Passage provided:

<<<<

Failing over to the warm-standby

How to complete service failover in a 2DCDR deployment on Kubernetes, OpenShift, and Cloud Pak for Integration, for API Connect.

Before you begin

Ensure that you have read and understand the 2DCDR concepts and reviewed the failure scenarios that are described in Key concepts of 2DCDR and failure scenarios. Do not proceed with the failover operation until you confirm that failover is the correct course of action for your situation.

About this task

Be aware of the following important points:
  • The first step in the process is to convert the active data center to warm-standby. When the active data center is converted to warm-standby, all data is deleted from the active data center's management database, to be replaced by data that is copied from the warm-standby when it becomes active.

    Do not proceed with failover if you suspect the warm-standby data center also has problems, and you are unsure it has the most recent management data. See Verifying replication between data centers, and consider restoring your active site from backup instead of attempting a failover: Backup and restore requirements for a 2DCDR deployment.

  • In all scenarios, an active-active configuration must be avoided. An active-active configuration is where the API Connect subsystems in both data centers are configured as active. This situation is commonly known as a split-brain. An active-active configuration means that the subsystem databases in each data center diverge from each other, and two management subsystems are both attempting to manage the other API Connect subsystems.
  • If the active data center failure prevents you from converting it to warm-standby, then you must disable the network connectivity to and from the failed management and portal subsystems on this data center, to prevent an accidental active-active situation if your failed data center recovers unexpectedly.
  • If you are doing an operational failover, the process causes a temporary management and portal UI outage, until the new warm-standby completes the conversion to active.
Note: For OpenShift users: The steps that are detailed in this topic use the Kubernetes kubectl command. On OpenShift, use the equivalent oc command in its place. If you are using a top-level CR you must edit the multiSiteHA section for the subsystem in the top-level CR, instead of directly in the subsystem CRs.

>>>>

Given exercise 1: From the records, reproduce without changes everything from the line containing "Target: beige vinyl siding" down to the end of the records, leaving the pictures out.

Records:
<<<<

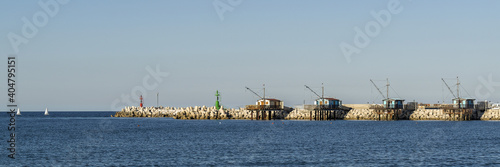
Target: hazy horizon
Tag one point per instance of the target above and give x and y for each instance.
(103, 58)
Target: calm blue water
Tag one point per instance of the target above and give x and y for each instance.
(95, 139)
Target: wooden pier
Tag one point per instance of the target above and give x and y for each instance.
(262, 112)
(457, 114)
(386, 113)
(318, 112)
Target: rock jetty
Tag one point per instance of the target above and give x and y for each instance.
(356, 112)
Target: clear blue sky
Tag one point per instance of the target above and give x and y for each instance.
(90, 53)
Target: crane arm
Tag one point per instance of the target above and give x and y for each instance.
(312, 91)
(253, 92)
(449, 88)
(378, 89)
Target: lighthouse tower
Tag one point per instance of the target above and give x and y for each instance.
(217, 105)
(141, 100)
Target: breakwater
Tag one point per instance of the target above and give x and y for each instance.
(356, 112)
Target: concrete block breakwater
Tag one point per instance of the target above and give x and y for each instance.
(357, 112)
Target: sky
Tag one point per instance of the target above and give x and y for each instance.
(102, 55)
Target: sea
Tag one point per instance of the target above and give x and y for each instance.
(96, 139)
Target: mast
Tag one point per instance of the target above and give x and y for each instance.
(264, 86)
(322, 91)
(388, 88)
(458, 93)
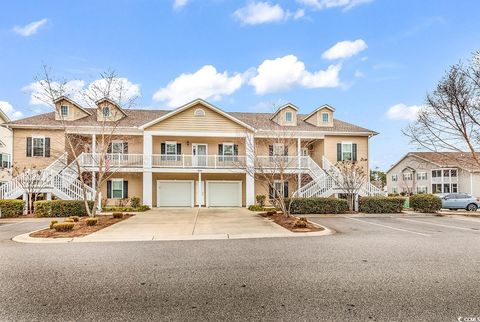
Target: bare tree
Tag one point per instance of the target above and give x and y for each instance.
(450, 120)
(350, 177)
(113, 90)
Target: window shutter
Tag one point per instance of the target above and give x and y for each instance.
(29, 147)
(47, 147)
(125, 189)
(109, 189)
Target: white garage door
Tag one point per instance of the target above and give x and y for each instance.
(224, 193)
(174, 193)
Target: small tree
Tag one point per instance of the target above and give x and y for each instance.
(350, 177)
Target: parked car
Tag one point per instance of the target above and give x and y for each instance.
(459, 201)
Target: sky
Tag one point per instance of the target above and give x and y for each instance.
(373, 60)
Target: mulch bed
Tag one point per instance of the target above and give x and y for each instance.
(80, 229)
(289, 223)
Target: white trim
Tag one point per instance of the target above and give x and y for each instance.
(192, 191)
(193, 103)
(239, 182)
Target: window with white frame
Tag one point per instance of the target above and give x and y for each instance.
(421, 176)
(64, 111)
(347, 151)
(288, 116)
(117, 188)
(325, 118)
(38, 146)
(421, 189)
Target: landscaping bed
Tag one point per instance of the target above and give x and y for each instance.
(292, 223)
(80, 228)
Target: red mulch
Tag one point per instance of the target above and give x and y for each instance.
(80, 229)
(289, 223)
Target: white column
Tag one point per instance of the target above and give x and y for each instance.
(250, 164)
(147, 169)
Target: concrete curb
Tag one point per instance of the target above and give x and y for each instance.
(25, 238)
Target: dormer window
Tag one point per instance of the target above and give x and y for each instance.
(288, 117)
(325, 118)
(106, 111)
(64, 111)
(199, 112)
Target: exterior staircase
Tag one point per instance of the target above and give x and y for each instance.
(323, 184)
(58, 178)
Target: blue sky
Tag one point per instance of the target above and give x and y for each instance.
(247, 55)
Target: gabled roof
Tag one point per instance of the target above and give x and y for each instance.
(61, 98)
(106, 99)
(318, 109)
(282, 108)
(193, 103)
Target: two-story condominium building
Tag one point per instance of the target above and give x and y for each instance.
(435, 172)
(195, 155)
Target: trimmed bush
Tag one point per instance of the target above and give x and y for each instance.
(135, 202)
(53, 222)
(11, 208)
(61, 208)
(425, 203)
(378, 205)
(117, 215)
(63, 226)
(91, 221)
(317, 205)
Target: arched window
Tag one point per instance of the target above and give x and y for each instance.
(199, 112)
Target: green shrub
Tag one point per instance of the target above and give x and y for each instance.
(261, 200)
(63, 226)
(135, 202)
(91, 221)
(425, 203)
(53, 222)
(11, 208)
(317, 205)
(61, 208)
(378, 205)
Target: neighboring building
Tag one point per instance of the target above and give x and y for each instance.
(435, 172)
(5, 149)
(189, 156)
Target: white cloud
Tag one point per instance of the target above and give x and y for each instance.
(121, 89)
(205, 83)
(8, 109)
(29, 29)
(255, 13)
(403, 112)
(345, 49)
(326, 4)
(178, 4)
(284, 72)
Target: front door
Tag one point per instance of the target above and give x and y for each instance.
(199, 155)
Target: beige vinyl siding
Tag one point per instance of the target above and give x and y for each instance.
(135, 187)
(57, 147)
(187, 121)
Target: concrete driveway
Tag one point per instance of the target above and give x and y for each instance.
(190, 223)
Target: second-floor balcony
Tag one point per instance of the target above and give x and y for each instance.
(185, 161)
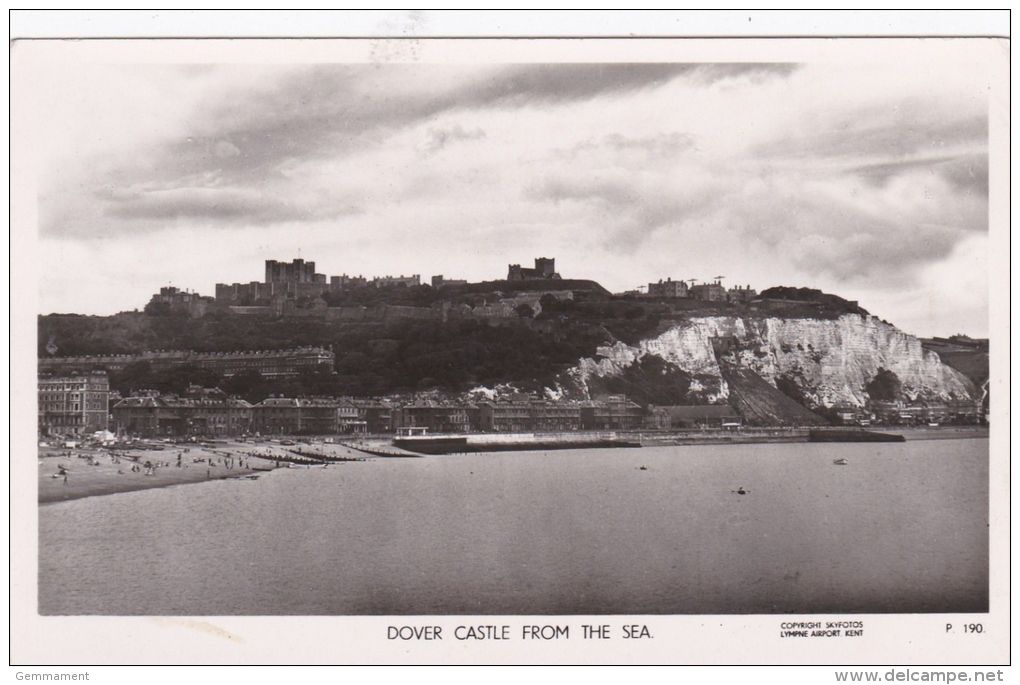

>>>>

Given exercise 2: List every other topic that the failover page refers the reader to by title.

Exercise answer 1:
Target: beige vinyl siding
Tag one point per instance of the target above and give x and y for each instance.
(135, 187)
(57, 147)
(187, 121)
Target: concrete driveway
Tag one point per instance of the target above and give x and y for each instance.
(190, 223)
Target: second-floor balcony
Tag one point per instance of the target above and give x and y for each instance.
(185, 161)

Exercise answer 2:
- Key concepts of 2DCDR and failure scenarios
- Verifying replication between data centers
- Backup and restore requirements for a 2DCDR deployment